REQUIRED TASK: Rewrite everything from the line containing "Objective — set a marker on each instance of the stone" down to the end of the listing, requests included, and shift every coordinate in the answers by -117.

DATA PROVIDED:
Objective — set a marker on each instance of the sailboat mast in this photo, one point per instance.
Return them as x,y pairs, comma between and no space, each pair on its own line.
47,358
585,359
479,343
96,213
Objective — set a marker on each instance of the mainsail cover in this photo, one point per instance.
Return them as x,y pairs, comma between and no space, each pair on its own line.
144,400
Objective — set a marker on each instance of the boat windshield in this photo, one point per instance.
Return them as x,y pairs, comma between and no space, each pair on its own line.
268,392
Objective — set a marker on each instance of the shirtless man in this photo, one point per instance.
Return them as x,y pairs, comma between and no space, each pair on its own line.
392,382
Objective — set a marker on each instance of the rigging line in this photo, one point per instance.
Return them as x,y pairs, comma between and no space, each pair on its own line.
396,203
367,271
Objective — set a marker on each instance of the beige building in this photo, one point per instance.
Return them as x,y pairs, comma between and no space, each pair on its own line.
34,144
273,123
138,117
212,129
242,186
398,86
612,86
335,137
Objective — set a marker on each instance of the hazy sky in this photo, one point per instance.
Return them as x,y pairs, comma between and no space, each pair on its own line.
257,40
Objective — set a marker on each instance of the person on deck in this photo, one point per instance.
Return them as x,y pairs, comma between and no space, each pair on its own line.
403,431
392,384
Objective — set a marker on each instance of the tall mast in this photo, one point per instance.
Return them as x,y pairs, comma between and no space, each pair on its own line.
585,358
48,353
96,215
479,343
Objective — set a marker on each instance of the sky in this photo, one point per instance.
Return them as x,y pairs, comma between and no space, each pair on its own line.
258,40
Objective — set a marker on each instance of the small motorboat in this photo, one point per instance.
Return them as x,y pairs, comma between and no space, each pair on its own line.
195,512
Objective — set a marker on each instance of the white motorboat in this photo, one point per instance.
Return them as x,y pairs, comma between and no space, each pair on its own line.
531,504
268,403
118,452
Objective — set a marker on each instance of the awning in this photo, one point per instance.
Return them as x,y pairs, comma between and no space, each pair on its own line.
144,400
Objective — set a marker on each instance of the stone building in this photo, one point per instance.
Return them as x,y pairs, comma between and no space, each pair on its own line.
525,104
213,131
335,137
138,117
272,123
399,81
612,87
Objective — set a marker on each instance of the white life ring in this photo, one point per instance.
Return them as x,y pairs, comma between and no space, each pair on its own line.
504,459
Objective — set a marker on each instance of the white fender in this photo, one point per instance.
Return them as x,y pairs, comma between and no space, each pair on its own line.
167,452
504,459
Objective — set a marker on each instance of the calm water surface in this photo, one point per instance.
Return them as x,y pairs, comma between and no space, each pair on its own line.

ANSWER FOR THE TASK:
Objective — set a marker on each instance of the stone building in this photo, one point per instance.
Return them as x,y pairs, comma between and no space, each pair on its own line.
408,-13
96,14
218,20
21,0
155,6
282,-36
495,-30
Objective — set a marker on each instance of the white life ring in this photo, one point per instance.
Return them as x,y pairs, comma between and no space, each pair on its own line.
387,342
Objective — set a marker on each instance of the white fender in this photo, one point per instance.
Return them as x,y pairs, comma between and no space, each pair on its own line.
50,335
387,342
Objective — set a marker on each instance of the calm water surface in this photo, one point per instance.
Return them as x,y pairs, comma between and no space, each pair on its own line.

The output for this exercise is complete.